The long-term research project studied results from four mining-impacted watersheds over a span of 20-29 years, in California, Colorado, Idaho and Montana.

The sites were chosen because they were identified as the most severely polluted in the western United States and had the most potential upside in the case of a positive outcome.

The average term for a river system to properly recover was found to be between 10 and 15 years, with an average of 10.25 years.

Benchmarks were set early on through the tracking of mayflies, stoneflies and caddisflies, as these groups of insects were suitable indicators of the amount of food available from the rivers.

Co-author of the paper Dave Herbst said the study was equally important for flora and fauna, as many plant species never fully disappeared and could slowly be rehabilitated over time.

This way, the regrowth and remediation of food webs could be tracked by the occurrence of the insect population.

The researchers used a value of 7.1 micrograms of cobalt per litre of water as a limit to define toxic levels to aquatic life.

Levels of arsenic were also used in the study.

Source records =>
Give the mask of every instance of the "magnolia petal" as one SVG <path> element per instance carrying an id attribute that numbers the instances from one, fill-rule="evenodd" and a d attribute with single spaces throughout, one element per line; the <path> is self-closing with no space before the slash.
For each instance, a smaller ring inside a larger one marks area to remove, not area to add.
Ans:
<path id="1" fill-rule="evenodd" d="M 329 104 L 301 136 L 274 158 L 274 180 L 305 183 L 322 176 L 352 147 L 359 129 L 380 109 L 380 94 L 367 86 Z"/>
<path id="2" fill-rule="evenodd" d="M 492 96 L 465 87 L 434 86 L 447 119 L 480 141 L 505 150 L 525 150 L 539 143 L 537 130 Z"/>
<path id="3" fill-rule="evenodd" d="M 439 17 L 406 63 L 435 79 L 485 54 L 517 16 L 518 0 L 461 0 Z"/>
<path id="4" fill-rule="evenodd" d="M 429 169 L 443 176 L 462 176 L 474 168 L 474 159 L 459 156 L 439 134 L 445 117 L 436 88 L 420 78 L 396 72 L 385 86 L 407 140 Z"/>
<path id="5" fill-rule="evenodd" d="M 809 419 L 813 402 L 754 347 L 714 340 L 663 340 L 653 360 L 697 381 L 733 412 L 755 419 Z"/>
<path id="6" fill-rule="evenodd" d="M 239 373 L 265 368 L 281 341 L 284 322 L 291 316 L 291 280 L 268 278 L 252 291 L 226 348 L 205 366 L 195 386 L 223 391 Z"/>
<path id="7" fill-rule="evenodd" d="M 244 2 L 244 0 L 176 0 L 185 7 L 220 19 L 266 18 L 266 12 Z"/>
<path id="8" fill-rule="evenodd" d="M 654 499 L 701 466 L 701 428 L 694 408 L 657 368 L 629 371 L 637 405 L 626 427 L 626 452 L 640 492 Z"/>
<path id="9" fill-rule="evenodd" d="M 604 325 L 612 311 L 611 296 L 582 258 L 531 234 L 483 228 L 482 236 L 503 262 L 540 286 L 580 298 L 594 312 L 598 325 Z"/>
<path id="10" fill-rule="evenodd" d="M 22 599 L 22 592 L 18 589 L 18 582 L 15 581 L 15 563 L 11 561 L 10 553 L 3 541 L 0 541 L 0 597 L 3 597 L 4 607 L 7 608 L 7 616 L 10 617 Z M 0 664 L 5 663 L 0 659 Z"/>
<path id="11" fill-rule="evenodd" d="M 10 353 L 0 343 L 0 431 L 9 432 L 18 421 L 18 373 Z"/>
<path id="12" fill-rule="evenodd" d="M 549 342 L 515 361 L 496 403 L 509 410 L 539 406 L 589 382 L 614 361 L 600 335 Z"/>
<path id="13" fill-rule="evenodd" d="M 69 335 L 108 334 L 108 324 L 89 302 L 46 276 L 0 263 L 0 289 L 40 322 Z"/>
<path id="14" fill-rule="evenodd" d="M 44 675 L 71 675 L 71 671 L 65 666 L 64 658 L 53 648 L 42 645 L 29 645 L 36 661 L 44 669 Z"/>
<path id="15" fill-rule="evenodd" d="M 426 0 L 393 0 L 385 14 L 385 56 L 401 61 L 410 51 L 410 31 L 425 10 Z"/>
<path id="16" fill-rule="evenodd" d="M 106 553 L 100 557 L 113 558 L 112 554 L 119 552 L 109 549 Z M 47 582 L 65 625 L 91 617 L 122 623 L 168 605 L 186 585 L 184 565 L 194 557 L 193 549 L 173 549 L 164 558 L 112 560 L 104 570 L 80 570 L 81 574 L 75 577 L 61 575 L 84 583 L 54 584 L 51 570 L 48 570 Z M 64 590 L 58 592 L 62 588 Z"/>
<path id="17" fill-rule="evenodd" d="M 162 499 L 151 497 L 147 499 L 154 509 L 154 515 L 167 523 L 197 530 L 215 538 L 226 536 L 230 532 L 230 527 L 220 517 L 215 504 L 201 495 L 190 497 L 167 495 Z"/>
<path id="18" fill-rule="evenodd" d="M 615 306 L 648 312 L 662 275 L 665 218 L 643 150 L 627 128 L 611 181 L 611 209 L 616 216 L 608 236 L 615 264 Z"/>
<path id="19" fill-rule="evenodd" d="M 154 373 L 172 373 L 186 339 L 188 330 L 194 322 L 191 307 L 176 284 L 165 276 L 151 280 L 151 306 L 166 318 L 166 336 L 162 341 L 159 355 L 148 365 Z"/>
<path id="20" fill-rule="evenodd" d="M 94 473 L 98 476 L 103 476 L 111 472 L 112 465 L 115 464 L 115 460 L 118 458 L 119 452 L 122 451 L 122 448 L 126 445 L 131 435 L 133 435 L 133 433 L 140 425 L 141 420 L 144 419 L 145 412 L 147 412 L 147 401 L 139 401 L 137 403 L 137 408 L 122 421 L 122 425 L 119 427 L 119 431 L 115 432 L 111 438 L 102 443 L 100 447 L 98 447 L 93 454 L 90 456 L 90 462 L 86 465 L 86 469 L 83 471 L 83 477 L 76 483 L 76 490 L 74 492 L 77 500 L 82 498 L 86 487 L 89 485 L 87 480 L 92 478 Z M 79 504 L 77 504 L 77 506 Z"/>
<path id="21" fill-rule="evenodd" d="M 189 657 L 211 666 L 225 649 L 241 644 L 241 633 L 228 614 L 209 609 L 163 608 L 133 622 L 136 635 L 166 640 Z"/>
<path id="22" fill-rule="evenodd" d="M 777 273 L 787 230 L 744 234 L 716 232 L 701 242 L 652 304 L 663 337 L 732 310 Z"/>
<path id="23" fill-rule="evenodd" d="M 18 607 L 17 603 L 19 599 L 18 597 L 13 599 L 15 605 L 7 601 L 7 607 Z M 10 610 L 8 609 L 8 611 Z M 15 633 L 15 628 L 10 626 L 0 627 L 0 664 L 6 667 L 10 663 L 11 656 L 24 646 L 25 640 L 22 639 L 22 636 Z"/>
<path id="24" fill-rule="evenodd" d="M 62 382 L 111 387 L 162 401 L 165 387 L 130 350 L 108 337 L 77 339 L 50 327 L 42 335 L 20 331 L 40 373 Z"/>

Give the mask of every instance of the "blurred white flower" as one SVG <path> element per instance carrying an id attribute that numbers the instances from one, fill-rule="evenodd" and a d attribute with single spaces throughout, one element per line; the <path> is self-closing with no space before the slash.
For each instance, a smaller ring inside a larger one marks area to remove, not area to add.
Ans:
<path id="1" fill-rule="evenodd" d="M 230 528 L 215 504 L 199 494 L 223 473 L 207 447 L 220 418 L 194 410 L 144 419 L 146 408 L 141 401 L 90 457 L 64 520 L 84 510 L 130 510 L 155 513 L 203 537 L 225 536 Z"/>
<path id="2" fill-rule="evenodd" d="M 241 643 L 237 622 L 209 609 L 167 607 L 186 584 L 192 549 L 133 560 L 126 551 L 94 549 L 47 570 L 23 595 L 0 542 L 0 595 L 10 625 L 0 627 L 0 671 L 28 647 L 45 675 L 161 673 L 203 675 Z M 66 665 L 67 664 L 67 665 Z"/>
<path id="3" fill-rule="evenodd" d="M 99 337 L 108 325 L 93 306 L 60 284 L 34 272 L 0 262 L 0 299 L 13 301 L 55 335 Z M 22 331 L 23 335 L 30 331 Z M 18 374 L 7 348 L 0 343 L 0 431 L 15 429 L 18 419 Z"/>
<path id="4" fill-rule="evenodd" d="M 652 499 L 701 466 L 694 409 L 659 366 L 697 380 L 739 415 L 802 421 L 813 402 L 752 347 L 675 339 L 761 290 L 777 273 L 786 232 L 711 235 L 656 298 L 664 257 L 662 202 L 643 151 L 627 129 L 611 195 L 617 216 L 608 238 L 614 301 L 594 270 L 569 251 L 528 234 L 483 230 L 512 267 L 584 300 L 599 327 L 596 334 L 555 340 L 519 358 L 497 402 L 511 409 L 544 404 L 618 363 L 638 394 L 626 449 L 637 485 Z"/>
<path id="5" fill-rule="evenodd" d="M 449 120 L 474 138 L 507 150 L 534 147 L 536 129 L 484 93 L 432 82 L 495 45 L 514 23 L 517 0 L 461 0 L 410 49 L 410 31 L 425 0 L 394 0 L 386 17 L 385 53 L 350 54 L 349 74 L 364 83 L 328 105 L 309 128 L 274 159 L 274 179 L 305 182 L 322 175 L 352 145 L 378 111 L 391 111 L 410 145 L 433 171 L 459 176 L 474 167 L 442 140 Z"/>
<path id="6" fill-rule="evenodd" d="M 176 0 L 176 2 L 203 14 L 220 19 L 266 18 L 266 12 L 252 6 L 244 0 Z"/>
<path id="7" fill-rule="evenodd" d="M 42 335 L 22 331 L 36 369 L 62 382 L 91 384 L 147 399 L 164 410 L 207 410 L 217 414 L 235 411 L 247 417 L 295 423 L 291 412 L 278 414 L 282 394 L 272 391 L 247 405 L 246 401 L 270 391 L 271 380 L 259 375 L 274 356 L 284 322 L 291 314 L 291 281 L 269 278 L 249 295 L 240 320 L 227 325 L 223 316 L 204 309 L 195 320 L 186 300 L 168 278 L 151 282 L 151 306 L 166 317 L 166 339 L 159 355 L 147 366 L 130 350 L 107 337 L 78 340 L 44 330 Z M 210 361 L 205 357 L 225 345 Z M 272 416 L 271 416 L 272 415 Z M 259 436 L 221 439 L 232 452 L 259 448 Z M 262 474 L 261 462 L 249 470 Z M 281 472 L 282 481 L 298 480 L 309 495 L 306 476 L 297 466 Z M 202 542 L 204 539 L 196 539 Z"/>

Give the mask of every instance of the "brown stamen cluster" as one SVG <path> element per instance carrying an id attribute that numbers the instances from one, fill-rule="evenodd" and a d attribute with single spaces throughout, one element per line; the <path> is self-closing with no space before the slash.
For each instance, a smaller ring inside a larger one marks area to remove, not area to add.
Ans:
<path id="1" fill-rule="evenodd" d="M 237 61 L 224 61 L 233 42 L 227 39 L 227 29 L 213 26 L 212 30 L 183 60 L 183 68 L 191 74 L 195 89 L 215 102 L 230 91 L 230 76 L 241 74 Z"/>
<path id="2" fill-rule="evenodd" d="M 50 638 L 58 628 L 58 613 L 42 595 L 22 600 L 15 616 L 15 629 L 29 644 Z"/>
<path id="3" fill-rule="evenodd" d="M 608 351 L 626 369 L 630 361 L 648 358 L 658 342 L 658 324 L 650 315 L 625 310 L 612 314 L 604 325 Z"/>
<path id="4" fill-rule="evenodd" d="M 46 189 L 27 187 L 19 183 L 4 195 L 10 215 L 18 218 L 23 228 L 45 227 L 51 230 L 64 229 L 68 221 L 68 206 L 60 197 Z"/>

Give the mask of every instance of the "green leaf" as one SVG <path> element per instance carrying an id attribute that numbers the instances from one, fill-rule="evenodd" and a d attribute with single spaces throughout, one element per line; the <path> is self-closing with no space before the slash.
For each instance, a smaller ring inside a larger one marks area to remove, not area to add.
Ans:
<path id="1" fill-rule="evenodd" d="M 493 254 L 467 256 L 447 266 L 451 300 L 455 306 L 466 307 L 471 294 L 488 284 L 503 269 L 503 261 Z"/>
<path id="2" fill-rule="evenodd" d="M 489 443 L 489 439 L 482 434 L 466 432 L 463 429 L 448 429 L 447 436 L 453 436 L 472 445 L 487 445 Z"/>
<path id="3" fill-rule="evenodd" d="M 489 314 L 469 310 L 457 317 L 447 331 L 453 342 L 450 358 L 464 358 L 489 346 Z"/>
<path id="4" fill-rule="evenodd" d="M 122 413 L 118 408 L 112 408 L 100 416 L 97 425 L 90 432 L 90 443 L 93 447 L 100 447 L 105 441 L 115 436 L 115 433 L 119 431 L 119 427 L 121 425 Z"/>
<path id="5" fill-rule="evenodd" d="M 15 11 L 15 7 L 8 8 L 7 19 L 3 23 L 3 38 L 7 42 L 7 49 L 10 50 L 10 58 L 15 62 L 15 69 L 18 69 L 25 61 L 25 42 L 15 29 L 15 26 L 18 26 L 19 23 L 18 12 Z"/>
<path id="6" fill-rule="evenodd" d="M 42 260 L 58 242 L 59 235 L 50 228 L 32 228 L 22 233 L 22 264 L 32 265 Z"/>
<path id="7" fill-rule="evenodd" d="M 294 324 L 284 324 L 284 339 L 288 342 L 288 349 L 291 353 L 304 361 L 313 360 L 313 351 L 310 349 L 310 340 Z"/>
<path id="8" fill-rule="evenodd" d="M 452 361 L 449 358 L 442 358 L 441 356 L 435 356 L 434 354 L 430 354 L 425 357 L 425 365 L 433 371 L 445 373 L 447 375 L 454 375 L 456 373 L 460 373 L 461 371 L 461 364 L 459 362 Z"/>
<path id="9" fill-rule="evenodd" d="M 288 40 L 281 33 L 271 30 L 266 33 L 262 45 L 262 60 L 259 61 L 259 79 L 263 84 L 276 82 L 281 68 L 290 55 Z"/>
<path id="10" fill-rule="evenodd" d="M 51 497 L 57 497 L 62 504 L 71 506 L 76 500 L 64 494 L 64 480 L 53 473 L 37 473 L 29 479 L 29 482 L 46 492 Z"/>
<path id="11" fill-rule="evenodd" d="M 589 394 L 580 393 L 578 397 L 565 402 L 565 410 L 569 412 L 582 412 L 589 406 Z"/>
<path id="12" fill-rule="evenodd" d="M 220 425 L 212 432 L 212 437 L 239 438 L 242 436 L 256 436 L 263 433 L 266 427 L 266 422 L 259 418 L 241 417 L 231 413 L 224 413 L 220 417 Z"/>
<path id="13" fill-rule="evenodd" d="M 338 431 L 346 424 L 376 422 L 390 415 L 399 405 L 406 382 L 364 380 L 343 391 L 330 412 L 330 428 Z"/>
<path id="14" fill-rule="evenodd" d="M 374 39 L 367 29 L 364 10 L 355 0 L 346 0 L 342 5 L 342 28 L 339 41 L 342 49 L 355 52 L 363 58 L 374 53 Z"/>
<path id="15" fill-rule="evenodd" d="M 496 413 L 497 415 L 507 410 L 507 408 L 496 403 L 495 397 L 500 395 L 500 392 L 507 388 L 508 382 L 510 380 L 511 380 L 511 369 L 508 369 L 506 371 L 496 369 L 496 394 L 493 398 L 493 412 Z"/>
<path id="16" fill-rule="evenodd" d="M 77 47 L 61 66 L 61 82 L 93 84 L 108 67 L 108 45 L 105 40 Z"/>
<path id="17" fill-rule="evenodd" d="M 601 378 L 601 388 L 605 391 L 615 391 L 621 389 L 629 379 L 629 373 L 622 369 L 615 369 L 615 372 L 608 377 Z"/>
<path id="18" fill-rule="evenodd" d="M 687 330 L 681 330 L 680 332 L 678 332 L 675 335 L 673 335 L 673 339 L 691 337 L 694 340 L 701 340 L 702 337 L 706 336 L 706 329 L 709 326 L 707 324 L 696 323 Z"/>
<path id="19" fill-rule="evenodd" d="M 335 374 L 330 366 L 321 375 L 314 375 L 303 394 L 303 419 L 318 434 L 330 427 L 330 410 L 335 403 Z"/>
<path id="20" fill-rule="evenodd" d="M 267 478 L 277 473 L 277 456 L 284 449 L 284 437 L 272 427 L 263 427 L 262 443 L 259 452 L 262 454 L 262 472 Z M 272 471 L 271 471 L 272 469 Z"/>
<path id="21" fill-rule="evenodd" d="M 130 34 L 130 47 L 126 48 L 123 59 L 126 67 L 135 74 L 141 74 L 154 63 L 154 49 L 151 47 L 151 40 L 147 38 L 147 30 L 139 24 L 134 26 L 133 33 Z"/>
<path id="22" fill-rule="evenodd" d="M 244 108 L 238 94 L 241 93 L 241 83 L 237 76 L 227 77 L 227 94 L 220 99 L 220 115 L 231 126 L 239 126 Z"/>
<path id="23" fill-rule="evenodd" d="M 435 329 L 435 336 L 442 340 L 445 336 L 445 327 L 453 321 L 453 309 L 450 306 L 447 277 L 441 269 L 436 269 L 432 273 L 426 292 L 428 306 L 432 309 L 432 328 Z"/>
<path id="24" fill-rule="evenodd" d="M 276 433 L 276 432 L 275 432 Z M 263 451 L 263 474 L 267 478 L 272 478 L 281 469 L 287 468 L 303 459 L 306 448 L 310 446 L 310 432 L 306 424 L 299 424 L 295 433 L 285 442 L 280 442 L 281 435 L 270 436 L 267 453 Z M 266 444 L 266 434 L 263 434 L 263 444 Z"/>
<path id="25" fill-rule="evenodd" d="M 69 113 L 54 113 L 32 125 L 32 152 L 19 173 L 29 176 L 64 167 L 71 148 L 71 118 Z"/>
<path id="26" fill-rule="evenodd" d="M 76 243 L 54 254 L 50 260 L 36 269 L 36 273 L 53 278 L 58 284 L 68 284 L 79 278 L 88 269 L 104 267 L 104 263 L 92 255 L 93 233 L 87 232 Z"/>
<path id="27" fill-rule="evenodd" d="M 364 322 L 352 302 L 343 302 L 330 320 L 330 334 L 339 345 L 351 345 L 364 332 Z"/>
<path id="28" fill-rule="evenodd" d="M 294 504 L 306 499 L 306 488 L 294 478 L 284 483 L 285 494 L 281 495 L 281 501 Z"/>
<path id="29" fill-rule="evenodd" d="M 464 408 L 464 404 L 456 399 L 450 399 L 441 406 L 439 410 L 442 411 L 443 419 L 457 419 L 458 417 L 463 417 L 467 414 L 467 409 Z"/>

ACTIVITIES =>
a) In the watershed study text, transcribe the passage from "The researchers used" to "in the study.".
b) According to the watershed study text, what value did the researchers use as the limit defining cobalt levels toxic to aquatic life?
c) Name every state where the watershed study text says the studied watersheds were located.

LIST OF ANSWERS =>
a)
The researchers used a value of 7.1 micrograms of cobalt per litre of water as a limit to define toxic levels to aquatic life.

Levels of arsenic were also used in the study.

b) 7.1 micrograms of cobalt per liter of water.

c) California, Colorado, Idaho, Montana